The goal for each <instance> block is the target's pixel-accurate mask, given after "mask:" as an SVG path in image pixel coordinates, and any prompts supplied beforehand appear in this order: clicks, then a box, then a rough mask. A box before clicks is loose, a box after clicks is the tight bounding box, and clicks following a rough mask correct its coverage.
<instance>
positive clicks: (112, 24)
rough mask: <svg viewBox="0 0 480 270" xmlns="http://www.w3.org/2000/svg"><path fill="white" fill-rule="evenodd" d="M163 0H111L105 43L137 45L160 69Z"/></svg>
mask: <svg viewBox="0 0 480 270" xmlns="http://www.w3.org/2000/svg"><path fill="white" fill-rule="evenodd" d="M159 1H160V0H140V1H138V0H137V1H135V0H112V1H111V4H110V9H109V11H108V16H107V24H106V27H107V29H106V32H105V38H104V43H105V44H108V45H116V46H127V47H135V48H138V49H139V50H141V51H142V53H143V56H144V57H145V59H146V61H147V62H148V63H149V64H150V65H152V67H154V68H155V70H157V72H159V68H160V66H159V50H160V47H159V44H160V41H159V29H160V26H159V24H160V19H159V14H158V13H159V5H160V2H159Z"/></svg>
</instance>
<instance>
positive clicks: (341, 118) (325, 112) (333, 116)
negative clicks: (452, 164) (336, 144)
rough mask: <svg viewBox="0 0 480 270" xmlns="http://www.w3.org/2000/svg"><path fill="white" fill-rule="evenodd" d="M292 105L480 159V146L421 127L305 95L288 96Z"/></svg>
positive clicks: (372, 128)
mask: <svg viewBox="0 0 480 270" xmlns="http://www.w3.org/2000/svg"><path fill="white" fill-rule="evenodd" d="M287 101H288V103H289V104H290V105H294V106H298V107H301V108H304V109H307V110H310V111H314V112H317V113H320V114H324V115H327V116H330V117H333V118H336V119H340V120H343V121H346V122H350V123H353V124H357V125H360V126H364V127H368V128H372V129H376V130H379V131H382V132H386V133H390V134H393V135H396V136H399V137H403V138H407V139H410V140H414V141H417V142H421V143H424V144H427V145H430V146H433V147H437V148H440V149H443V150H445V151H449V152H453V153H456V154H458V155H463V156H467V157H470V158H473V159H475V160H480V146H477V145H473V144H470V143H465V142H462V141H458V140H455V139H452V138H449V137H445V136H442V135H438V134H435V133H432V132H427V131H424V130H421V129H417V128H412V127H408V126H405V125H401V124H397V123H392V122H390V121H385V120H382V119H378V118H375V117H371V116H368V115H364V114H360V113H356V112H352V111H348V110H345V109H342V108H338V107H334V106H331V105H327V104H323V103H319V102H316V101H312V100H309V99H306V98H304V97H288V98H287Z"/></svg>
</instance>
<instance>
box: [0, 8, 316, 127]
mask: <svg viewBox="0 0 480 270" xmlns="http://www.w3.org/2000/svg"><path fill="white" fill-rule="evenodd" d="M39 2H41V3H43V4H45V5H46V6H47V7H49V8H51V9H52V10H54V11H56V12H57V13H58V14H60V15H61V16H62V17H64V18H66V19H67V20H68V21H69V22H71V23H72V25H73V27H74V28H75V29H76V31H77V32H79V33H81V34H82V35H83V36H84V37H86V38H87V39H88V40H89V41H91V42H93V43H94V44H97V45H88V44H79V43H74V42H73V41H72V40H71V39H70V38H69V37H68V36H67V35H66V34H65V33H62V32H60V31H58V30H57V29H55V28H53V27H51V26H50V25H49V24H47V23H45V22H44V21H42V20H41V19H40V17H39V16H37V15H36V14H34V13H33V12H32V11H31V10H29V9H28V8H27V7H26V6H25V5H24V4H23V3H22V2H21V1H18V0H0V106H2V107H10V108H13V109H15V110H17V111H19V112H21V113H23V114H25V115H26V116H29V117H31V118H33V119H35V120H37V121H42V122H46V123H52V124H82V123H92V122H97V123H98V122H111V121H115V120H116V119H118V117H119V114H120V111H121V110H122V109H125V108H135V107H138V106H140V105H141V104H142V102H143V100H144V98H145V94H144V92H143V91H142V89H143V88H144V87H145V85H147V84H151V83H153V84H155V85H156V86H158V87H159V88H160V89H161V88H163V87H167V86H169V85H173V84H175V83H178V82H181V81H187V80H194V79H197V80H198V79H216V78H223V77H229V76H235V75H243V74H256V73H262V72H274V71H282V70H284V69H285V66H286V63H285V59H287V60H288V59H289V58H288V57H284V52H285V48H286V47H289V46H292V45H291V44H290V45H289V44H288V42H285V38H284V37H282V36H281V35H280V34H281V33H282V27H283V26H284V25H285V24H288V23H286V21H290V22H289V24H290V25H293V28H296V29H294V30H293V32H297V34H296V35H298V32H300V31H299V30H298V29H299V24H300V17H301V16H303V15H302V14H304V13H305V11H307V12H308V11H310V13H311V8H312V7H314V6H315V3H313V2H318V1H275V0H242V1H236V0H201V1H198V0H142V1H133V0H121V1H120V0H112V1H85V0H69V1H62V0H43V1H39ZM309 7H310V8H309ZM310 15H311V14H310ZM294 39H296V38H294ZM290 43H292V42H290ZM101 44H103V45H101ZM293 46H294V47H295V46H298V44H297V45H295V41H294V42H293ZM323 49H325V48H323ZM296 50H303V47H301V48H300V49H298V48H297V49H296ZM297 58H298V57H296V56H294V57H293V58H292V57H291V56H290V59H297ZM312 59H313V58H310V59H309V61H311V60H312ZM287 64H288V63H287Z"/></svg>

▸ **DIRECTIONS FOR THIS TASK**: Produce an exact copy of the whole listing.

▸ **EXERCISE OUTPUT**:
The goal for each <instance> block is the target's pixel-accurate mask, given after "mask:" as an SVG path in image pixel coordinates, and any prompts supplied beforehand appear in this order: clicks, then a box, then a rough mask. A box before clicks is loose, a box after clicks is the tight bounding box, and clicks following a rough mask correct its coverage.
<instance>
positive clicks: (112, 24)
rough mask: <svg viewBox="0 0 480 270" xmlns="http://www.w3.org/2000/svg"><path fill="white" fill-rule="evenodd" d="M163 0H111L105 43L137 45L160 69Z"/></svg>
mask: <svg viewBox="0 0 480 270" xmlns="http://www.w3.org/2000/svg"><path fill="white" fill-rule="evenodd" d="M159 1H160V0H140V1H138V0H137V1H135V0H112V1H111V4H110V9H109V11H108V16H107V24H106V27H107V29H106V32H105V38H104V43H105V44H108V45H116V46H127V47H135V48H138V49H139V50H141V51H142V53H143V56H144V57H145V59H146V61H147V62H148V63H149V64H150V65H152V67H154V68H155V70H157V72H159V68H160V66H159V50H160V47H159V44H160V41H159V29H160V26H159V24H160V19H159V14H158V13H159V5H160V2H159Z"/></svg>
</instance>
<instance>
positive clicks: (341, 118) (325, 112) (333, 116)
negative clicks: (452, 164) (336, 144)
rough mask: <svg viewBox="0 0 480 270" xmlns="http://www.w3.org/2000/svg"><path fill="white" fill-rule="evenodd" d="M292 105L480 159V146L421 127L305 95L288 96Z"/></svg>
positive clicks: (372, 128)
mask: <svg viewBox="0 0 480 270" xmlns="http://www.w3.org/2000/svg"><path fill="white" fill-rule="evenodd" d="M287 101H288V103H289V104H290V105H294V106H298V107H301V108H304V109H307V110H310V111H314V112H317V113H320V114H324V115H327V116H330V117H333V118H336V119H340V120H343V121H346V122H350V123H353V124H357V125H360V126H364V127H368V128H372V129H376V130H379V131H382V132H386V133H390V134H393V135H396V136H399V137H403V138H407V139H410V140H414V141H417V142H421V143H424V144H427V145H430V146H433V147H437V148H440V149H443V150H445V151H449V152H453V153H456V154H458V155H463V156H467V157H470V158H473V159H475V160H480V146H477V145H473V144H470V143H465V142H462V141H458V140H455V139H452V138H449V137H445V136H442V135H438V134H435V133H432V132H427V131H424V130H421V129H417V128H412V127H408V126H405V125H401V124H397V123H392V122H390V121H385V120H382V119H378V118H375V117H371V116H368V115H364V114H360V113H356V112H352V111H348V110H345V109H342V108H338V107H334V106H331V105H327V104H323V103H319V102H316V101H312V100H309V99H306V98H304V97H288V98H287Z"/></svg>
</instance>
<instance>
box: [0, 8, 316, 127]
mask: <svg viewBox="0 0 480 270" xmlns="http://www.w3.org/2000/svg"><path fill="white" fill-rule="evenodd" d="M39 2H41V3H43V4H45V5H46V6H47V7H49V8H51V9H52V10H54V11H56V12H57V13H58V14H60V15H61V16H62V17H64V18H66V19H67V20H68V21H69V22H71V23H72V25H73V27H74V28H75V29H76V31H77V32H79V33H81V34H82V35H83V36H84V37H86V38H87V39H88V40H89V41H91V42H93V43H94V44H97V45H88V44H79V43H74V42H73V41H72V40H71V39H70V38H69V37H68V36H67V35H66V34H65V33H62V32H60V31H58V30H57V29H55V28H53V27H51V26H50V25H49V24H47V23H45V22H44V21H42V20H41V19H40V17H39V16H37V15H36V14H34V13H33V12H32V11H31V10H29V9H28V8H27V7H26V6H25V5H24V4H23V3H22V2H21V1H18V0H0V106H2V107H10V108H13V109H15V110H17V111H19V112H21V113H23V114H25V115H26V116H29V117H31V118H33V119H35V120H37V121H42V122H46V123H52V124H82V123H92V122H97V123H98V122H111V121H115V120H116V119H118V117H119V114H120V111H121V110H122V109H125V108H135V107H138V106H140V105H141V104H142V102H143V100H144V98H145V94H144V92H143V91H142V89H143V88H144V87H145V85H147V84H151V83H153V84H155V85H156V86H158V87H159V88H160V89H161V88H163V87H167V86H169V85H173V84H175V83H178V82H181V81H187V80H194V79H197V80H198V79H216V78H223V77H229V76H235V75H243V74H256V73H262V72H274V71H282V70H284V69H285V66H286V63H285V59H287V60H288V59H289V58H288V57H284V52H285V48H286V47H289V46H292V45H291V44H290V45H289V44H288V42H285V38H284V37H282V36H281V35H280V34H281V33H282V27H283V26H284V25H285V24H288V23H286V21H290V22H289V24H290V25H293V28H296V29H294V30H293V32H297V34H296V35H298V32H300V31H299V30H298V29H299V24H300V17H301V16H303V15H302V14H304V13H305V11H307V12H308V11H310V13H311V8H312V7H314V6H315V3H313V2H318V1H275V0H242V1H236V0H201V1H198V0H142V1H133V0H121V1H120V0H112V1H85V0H69V1H62V0H43V1H39ZM309 7H310V8H309ZM310 15H311V14H310ZM294 39H296V38H294ZM290 43H292V42H290ZM101 44H103V45H101ZM293 46H294V47H295V46H298V44H297V45H295V41H294V42H293ZM323 49H325V48H323ZM296 50H303V47H301V48H300V49H298V48H297V49H296ZM297 58H298V57H296V56H294V57H293V58H292V57H291V56H290V59H297ZM312 59H313V58H310V59H309V61H311V60H312ZM287 64H288V63H287Z"/></svg>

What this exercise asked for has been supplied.